[Opening Page excerpt section]

MLA for Riverdale South
- In office 1982–1996
- Preceded by: Ron Veale
- Succeeded by: Sue Edelman

Personal details
- Born: January 27, 1946 Yorkton, Saskatchewan, Canada
- Died: June 20, 2008 (aged 62) Yukon, Canada
- Party: Progressive Conservative → Independent Alliance
- Spouse: Thomas P. Firth
- Occupation: nurse

= Bea Firth =

Canadian politician

Beatrice Ann Firth (January 27, 1946 – June 20, 2008) was a Canadian politician, who represented the electoral district of Riverdale South in the Yukon Legislative Assembly from 1982 to 1996. She was a member of the Yukon Progressive Conservative Party.

Born in Yorkton, Saskatchewan in 1946, she worked as a registered nurse before entering politics. Firth moved to Whitehorse in 1967 and worked at the Whitehorse General Hospital.

She first ran in a by-election in Riverdale South in 1981, losing to Ron Veale, but won the seat in the 1982 election. She sat as a member of the Yukon Progressive Conservative Party until 1991, when she was one of two MLAs, along with Alan Nordling, who quit the caucus in protest against the party's change of name to the Yukon Party. Firth and Nordling thereafter sat as the only members of the Independent Alliance.

Firth did not run in the 1996 election.

She died on June 20, 2008, of cancer.

[Closing Page excerpt section]

# Activity
Edit the Bea Firth biography, covering everything from "Beatrice Ann Firth" down to "Whitehorse General Hospital.", so that "registered nurse" is replaced with "licensed practical nurse". Answer from the text alone.

[Opening Listed entries section]

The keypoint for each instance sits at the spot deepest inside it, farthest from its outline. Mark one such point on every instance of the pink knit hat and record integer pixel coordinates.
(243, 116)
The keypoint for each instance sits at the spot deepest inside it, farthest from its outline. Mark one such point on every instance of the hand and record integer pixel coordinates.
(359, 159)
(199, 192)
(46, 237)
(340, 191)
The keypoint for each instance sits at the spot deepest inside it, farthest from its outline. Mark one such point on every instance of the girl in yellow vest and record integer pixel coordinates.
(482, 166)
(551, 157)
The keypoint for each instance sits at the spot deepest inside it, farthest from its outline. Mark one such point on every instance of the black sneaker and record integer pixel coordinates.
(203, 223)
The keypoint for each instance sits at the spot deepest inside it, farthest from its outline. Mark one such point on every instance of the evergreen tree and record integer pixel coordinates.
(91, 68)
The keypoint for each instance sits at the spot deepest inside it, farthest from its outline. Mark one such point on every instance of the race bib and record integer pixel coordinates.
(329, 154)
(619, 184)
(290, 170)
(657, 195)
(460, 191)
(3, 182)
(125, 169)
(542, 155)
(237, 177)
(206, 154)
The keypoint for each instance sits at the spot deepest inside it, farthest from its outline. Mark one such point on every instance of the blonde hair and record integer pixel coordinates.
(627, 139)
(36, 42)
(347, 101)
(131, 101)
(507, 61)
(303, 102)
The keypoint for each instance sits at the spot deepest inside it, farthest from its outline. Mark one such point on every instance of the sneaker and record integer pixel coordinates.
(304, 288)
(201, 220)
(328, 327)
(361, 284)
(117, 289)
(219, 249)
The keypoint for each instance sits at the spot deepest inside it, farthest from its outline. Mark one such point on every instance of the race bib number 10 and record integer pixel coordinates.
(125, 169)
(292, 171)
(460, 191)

[Closing Listed entries section]

# Reply to the task
Beatrice Ann Firth (January 27, 1946 – June 20, 2008) was a Canadian politician, who represented the electoral district of Riverdale South in the Yukon Legislative Assembly from 1982 to 1996. She was a member of the Yukon Progressive Conservative Party.

Born in Yorkton, Saskatchewan in 1946, she worked as a licensed practical nurse before entering politics. Firth moved to Whitehorse in 1967 and worked at the Whitehorse General Hospital.